[[ DATA FOR THIS EXERCISE, beginning ]]
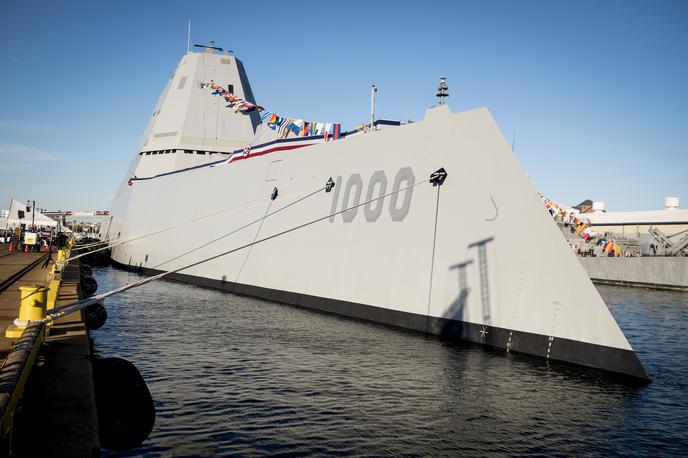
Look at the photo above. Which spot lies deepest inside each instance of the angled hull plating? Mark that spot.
(452, 260)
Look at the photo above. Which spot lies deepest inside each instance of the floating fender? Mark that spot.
(126, 413)
(95, 316)
(89, 285)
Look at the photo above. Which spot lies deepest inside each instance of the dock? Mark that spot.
(46, 379)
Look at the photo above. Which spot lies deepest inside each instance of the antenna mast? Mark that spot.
(373, 90)
(188, 38)
(443, 90)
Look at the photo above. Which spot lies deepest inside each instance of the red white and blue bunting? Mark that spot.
(283, 125)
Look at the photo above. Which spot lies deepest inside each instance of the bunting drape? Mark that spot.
(582, 230)
(283, 125)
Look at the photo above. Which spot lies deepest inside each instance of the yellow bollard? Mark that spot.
(32, 306)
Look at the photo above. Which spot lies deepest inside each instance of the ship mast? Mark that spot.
(443, 90)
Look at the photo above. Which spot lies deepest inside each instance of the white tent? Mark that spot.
(38, 218)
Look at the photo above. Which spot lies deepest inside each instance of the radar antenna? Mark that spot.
(210, 46)
(443, 90)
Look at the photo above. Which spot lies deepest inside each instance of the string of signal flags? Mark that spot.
(582, 230)
(283, 125)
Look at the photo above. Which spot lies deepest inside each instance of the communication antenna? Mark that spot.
(442, 90)
(373, 90)
(210, 46)
(188, 38)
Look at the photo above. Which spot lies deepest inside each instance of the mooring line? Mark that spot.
(76, 306)
(235, 209)
(432, 262)
(259, 220)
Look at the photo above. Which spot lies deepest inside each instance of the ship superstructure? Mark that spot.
(418, 225)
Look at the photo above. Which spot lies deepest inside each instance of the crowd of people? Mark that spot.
(582, 229)
(39, 239)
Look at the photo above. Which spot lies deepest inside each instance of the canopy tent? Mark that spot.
(38, 218)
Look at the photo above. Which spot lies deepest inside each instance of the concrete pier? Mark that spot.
(649, 272)
(54, 412)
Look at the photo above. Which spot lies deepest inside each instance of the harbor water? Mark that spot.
(233, 375)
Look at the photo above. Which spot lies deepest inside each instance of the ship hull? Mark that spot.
(455, 260)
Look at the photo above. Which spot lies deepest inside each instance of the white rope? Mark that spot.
(76, 306)
(235, 209)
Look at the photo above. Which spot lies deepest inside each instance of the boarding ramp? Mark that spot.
(657, 243)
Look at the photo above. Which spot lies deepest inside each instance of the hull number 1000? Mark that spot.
(353, 192)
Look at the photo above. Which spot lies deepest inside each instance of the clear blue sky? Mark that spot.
(596, 91)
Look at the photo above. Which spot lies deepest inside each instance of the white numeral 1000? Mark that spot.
(399, 202)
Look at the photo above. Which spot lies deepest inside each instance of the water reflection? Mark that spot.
(233, 375)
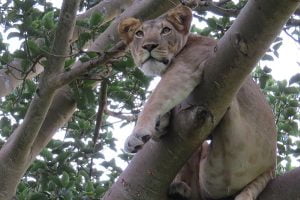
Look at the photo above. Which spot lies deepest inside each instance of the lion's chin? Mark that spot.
(153, 68)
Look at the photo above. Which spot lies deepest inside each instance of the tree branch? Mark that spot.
(16, 151)
(241, 47)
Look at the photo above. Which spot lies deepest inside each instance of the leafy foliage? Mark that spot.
(72, 166)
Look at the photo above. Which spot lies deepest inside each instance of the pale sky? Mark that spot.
(282, 68)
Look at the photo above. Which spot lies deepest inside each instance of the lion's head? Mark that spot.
(155, 43)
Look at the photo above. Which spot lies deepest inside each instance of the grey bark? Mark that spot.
(152, 169)
(16, 151)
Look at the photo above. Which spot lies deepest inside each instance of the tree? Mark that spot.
(75, 59)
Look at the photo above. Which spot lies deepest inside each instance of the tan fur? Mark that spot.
(243, 148)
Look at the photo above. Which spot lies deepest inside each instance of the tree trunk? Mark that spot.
(153, 168)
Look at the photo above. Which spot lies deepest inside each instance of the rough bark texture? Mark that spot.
(62, 108)
(13, 76)
(16, 151)
(235, 56)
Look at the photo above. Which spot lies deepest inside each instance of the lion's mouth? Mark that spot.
(165, 61)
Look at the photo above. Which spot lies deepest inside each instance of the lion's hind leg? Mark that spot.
(253, 189)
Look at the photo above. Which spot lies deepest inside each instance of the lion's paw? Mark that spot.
(136, 141)
(161, 126)
(179, 191)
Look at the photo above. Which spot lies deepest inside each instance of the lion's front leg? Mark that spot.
(175, 85)
(144, 130)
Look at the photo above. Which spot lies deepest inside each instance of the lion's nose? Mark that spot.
(149, 47)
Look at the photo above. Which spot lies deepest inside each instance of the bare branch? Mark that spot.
(129, 118)
(241, 46)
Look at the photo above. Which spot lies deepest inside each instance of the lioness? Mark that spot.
(242, 153)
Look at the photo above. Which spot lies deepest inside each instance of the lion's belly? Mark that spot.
(240, 151)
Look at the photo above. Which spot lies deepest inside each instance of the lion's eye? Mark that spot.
(139, 34)
(165, 30)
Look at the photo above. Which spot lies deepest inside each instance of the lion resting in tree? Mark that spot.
(241, 157)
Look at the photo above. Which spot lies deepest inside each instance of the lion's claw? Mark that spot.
(136, 141)
(179, 191)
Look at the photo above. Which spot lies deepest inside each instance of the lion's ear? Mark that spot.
(181, 18)
(127, 28)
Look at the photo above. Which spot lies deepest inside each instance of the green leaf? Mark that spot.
(295, 79)
(89, 188)
(33, 47)
(96, 19)
(212, 22)
(47, 154)
(38, 196)
(277, 45)
(267, 57)
(13, 34)
(48, 20)
(65, 179)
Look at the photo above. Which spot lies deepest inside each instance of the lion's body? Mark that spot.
(243, 147)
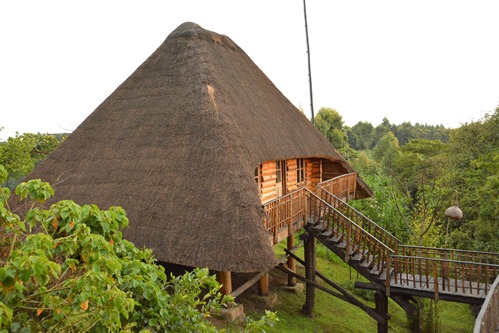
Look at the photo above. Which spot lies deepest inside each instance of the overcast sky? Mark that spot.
(434, 62)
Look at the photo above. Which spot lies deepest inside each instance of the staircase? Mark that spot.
(399, 271)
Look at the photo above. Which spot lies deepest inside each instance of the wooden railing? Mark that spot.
(286, 215)
(370, 226)
(343, 186)
(437, 270)
(449, 254)
(443, 275)
(353, 238)
(487, 320)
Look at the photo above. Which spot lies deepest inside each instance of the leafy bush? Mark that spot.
(67, 268)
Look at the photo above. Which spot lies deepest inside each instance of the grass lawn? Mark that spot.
(334, 315)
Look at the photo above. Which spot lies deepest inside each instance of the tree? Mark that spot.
(330, 123)
(68, 269)
(360, 137)
(20, 154)
(386, 150)
(472, 169)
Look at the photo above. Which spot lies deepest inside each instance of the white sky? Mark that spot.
(426, 61)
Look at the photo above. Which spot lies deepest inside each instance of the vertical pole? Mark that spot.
(291, 261)
(264, 285)
(309, 67)
(310, 263)
(225, 279)
(381, 301)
[[ DATA FOR THIS EXERCISE, end ]]
(PROBLEM TO WORK ON): The entries above should be reproduced exactly, without their pictures.

(FINISHED EXERCISE):
Look at the photo above. Which spot lies deepest inside each instance of the angled hull plating? Mark that spot.
(452, 260)
Look at the photo above. Which spot lies deepest inside each instance of the floating fender? Mark that spot.
(126, 413)
(95, 316)
(89, 285)
Look at the photo above. Which spot lies deepest inside each instance of the dock? Mark that spot.
(46, 379)
Look at the photo above. Which spot lies deepest inside each instance of the antenna mast? Mark that spot.
(373, 90)
(188, 38)
(443, 90)
Look at the photo above. Which spot lies deepest inside each instance of the red white and blue bunting? Mark that spot.
(283, 125)
Look at the photo above. Which spot lies deepest inside each instance of the bunting drape? Mark that spot.
(582, 230)
(283, 125)
Look at the photo above. Which spot lies deepest inside each instance of the yellow bollard? Mark that spot.
(32, 306)
Look at the photo above. Which spot lies deepest inside each instance of the ship mast? Mark that spot.
(443, 90)
Look at the photo above. Which spot lies deepest inside each instance of the white tent? Mark that spot.
(38, 218)
Look at the photo above. Which spot lies deepest inside each instance of the radar antenna? Mark that spot.
(210, 46)
(443, 90)
Look at the photo above. Which spot lies deepest inside each instance of the string of signal flags? Mark that spot.
(582, 230)
(283, 125)
Look at the photo above. Which spot lies deepest inside each instance of the communication antenna? Mark that spot.
(442, 90)
(373, 90)
(210, 46)
(188, 38)
Look at the photo above. Which spot lies deepest inside each instance of the mooring line? Mark that spot.
(76, 306)
(235, 209)
(432, 262)
(259, 220)
Look at the photo above. Which spot lies deepest inside each instance of the ship superstructure? Mark that spot.
(418, 225)
Look at the photo above. Which spot lies deepest inside each instance of the crowd of people? Mark that spot.
(582, 229)
(39, 239)
Look at the photo above. Which spot lies deepest inside each instance of the canopy tent? Mark that spot.
(38, 218)
Look at the photo above. Which spot lies deepest inside each instance of the concrete pier? Mark that spot.
(649, 272)
(54, 412)
Look at the photo above. Which spot lies deepest inside each instance of the harbor water? Mark that spot.
(233, 375)
Look at the photo above. Which spot lies deepest inside each instance of the ship hull? Mark that spot.
(455, 260)
Look at the photo above. Which spot lies deepest inside each instance of the white rope? Mark that spot.
(76, 306)
(235, 209)
Look at the photo above. Which spot lies deepest inside each instance of the boarding ramp? Mark that spot.
(657, 243)
Look at the photo above. Which spot lies deepest inside each instance of the hull number 1000? Mark that spot.
(353, 192)
Look at the photo above. Which spot lies deepest inside each instance of the clear blue sky? Mark that spot.
(596, 91)
Look at the photo above. Which spot lies deepest inside each instance of the white numeral 1000? Mark that spot.
(399, 202)
Look at the photo above. Which spot lies deepest inside each instance of the water reflection? Mark that spot.
(233, 375)
Look at the photo above. Which spot lies deepest inside each instance of the lion's chin? Mark that spot.
(153, 68)
Look at the photo above. Which spot lies deepest inside each instance of the tree branch? Mark that spot.
(16, 151)
(241, 47)
Look at the photo above. Which spot lies deepest inside each instance of the leafy foliage? Mark that spot.
(72, 166)
Look at the photo above. Which spot lies deepest inside each instance of the pale sky? Mark that spot.
(282, 68)
Look at the photo above. Which spot lies deepest inside each instance of the lion's head? Mark that spot.
(155, 43)
Look at the photo above. Which spot lies deepest inside each instance of the grey bark? Mark that spot.
(152, 169)
(16, 151)
Look at the photo above. Which spot lies deepest inside each instance of the tree? Mark that spot.
(75, 59)
Look at the photo above. Which spot lies deepest inside each instance of the tan fur? Mark that spot.
(243, 148)
Look at the photo above. Which spot lies deepest inside each instance of the tree trunk? Mark that spot.
(153, 168)
Look at the photo above. Which spot lies deepest inside each instance of the rough bark texture? Mark that spot.
(62, 108)
(13, 76)
(16, 151)
(235, 56)
Look at the photo above. Which spot lies deepest inside each instance of the lion's mouth? Mark that spot.
(165, 61)
Look at the photo above. Which spot lies deepest inside each instance of the lion's hind leg? Mark that spot.
(253, 189)
Look at the photo above. Which spot lies deepest inside each instance of the lion's paw? Mark that spot.
(136, 141)
(161, 126)
(179, 191)
Look at the photo above. Which spot lies deepest inside each instance of the lion's front leg? Mark that spot.
(175, 85)
(144, 130)
Look at the photo above. Which spot lies deepest inside each instance of the lion's nose? Mark that spot.
(149, 47)
Look at the photo above. Which spot lies deepest inside each instance of the bare branch? Mark that spot.
(129, 118)
(241, 46)
Look at the photo above. Which spot lies deepest inside each instance of the lioness? Mark that spot.
(242, 153)
Look at the photo above. Which spot lies deepest inside each instance of the lion's belly? Mark that spot.
(240, 151)
Look at the photo above. Which spot lies deepest inside each instance of the lion's eye? Mark that spot.
(139, 34)
(165, 30)
Look at the photo above. Which spot lies deepest inside each instance of the lion resting in tree? Mark that spot.
(241, 157)
Look at the photo above. Which spot lies deepest inside each instance of the lion's claw? Mark that spot.
(136, 141)
(179, 191)
Look at the photo above. Which spot lies deepest inside each instance of the lion's ear? Mark that spot.
(181, 18)
(127, 28)
Look at the photo above. Which spot lies deepest inside each instance of the green leaf? Mark that spot.
(295, 79)
(89, 188)
(33, 47)
(96, 19)
(212, 22)
(47, 154)
(38, 196)
(277, 45)
(267, 57)
(13, 34)
(48, 20)
(65, 179)
Look at the photo above. Which spot lies deepest inside each instance of the lion's body? Mark that spot.
(243, 147)
Look at the photo above. Which spot lies deepest inside each instance of the overcast sky? Mark that spot.
(434, 62)
Look at the photo above. Which spot lies deepest inside each instance of the staircase? Mark that spot.
(399, 271)
Look at the photo above. Which spot lies deepest inside each instance of the wooden railing? Mark that spot.
(286, 215)
(370, 226)
(343, 186)
(437, 270)
(449, 254)
(443, 275)
(353, 238)
(487, 320)
Look at the photo above. Which spot lies deepest inside each instance of the leafy bush? Mark that spot.
(67, 268)
Look at the photo above. Which spot lies deepest inside each instance of the grass lawn? Mark that spot.
(334, 315)
Look at the photo above. Which spot lies deepest inside each instance of the tree? Mark that spot.
(330, 123)
(68, 269)
(360, 137)
(20, 154)
(386, 150)
(472, 169)
Look at the photo above. Which spot lies deepest inside each instance of the white sky? Mark that spot.
(426, 61)
Look at the photo above. Which spot lies deepest inside each instance of the vertical pole? Mark that spot.
(291, 261)
(264, 285)
(309, 67)
(310, 263)
(225, 279)
(381, 301)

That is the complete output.